+++ Supplied records

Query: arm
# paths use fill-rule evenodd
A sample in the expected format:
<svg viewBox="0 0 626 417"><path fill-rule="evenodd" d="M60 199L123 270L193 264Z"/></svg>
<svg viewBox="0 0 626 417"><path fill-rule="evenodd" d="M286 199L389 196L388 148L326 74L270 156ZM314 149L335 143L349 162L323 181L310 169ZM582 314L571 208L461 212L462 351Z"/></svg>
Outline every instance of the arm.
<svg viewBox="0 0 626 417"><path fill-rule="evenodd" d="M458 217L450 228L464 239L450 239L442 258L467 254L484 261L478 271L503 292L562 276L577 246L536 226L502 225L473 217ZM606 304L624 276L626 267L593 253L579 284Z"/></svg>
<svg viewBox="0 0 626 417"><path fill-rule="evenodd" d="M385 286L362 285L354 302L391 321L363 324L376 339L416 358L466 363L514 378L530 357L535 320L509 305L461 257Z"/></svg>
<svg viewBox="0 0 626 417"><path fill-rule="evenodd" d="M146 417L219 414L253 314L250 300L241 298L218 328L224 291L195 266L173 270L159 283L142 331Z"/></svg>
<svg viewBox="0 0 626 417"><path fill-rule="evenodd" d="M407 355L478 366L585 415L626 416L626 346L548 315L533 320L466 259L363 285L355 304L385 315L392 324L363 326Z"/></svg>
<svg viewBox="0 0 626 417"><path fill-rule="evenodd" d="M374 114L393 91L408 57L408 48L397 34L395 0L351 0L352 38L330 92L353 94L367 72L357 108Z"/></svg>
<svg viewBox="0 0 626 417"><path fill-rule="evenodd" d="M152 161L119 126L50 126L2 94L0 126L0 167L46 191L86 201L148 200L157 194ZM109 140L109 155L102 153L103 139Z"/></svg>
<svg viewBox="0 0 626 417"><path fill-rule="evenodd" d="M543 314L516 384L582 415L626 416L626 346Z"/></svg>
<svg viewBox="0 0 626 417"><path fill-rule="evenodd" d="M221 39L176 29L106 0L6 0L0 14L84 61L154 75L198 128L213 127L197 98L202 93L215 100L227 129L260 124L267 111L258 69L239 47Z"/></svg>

++++++

Exercise -> Can you render the records above as a JSON list of strings, one string per line, leaving out any blank lines?

Full output ->
[
  "Query: arm",
  "# paths use fill-rule evenodd",
  "A sample in the expected format:",
  "<svg viewBox=\"0 0 626 417\"><path fill-rule=\"evenodd\" d=\"M60 199L123 270L193 264Z\"/></svg>",
  "<svg viewBox=\"0 0 626 417\"><path fill-rule=\"evenodd\" d=\"M286 199L389 196L388 148L326 74L270 156ZM314 149L335 143L349 162L323 181L310 169ZM582 314L571 208L461 212L462 351Z\"/></svg>",
  "Outline every instance of the arm.",
  "<svg viewBox=\"0 0 626 417\"><path fill-rule=\"evenodd\" d=\"M458 217L450 228L464 239L450 239L442 258L467 254L484 261L478 271L503 292L562 276L577 246L536 226L502 225L473 217ZM606 304L624 276L626 267L593 253L579 284Z\"/></svg>",
  "<svg viewBox=\"0 0 626 417\"><path fill-rule=\"evenodd\" d=\"M385 286L362 285L354 302L391 321L363 324L376 339L416 358L466 363L514 378L530 357L535 320L509 305L461 257Z\"/></svg>",
  "<svg viewBox=\"0 0 626 417\"><path fill-rule=\"evenodd\" d=\"M146 417L219 414L253 314L250 300L241 298L218 328L224 291L195 266L173 270L159 283L142 331Z\"/></svg>",
  "<svg viewBox=\"0 0 626 417\"><path fill-rule=\"evenodd\" d=\"M407 355L478 366L585 415L626 416L626 346L548 315L533 320L466 259L363 285L355 304L385 315L392 324L363 326Z\"/></svg>",
  "<svg viewBox=\"0 0 626 417\"><path fill-rule=\"evenodd\" d=\"M374 114L393 91L408 57L408 48L397 34L395 0L351 0L352 38L330 92L353 94L367 72L357 108Z\"/></svg>",
  "<svg viewBox=\"0 0 626 417\"><path fill-rule=\"evenodd\" d=\"M152 161L119 126L50 126L2 94L0 126L0 167L46 191L86 201L148 200L157 194ZM109 140L109 155L102 153L103 139Z\"/></svg>",
  "<svg viewBox=\"0 0 626 417\"><path fill-rule=\"evenodd\" d=\"M543 314L516 384L582 415L626 416L626 346Z\"/></svg>",
  "<svg viewBox=\"0 0 626 417\"><path fill-rule=\"evenodd\" d=\"M221 39L176 29L106 0L6 0L0 14L84 61L154 75L198 128L213 127L197 98L202 93L215 100L227 129L260 124L267 111L258 69L239 47Z\"/></svg>"
]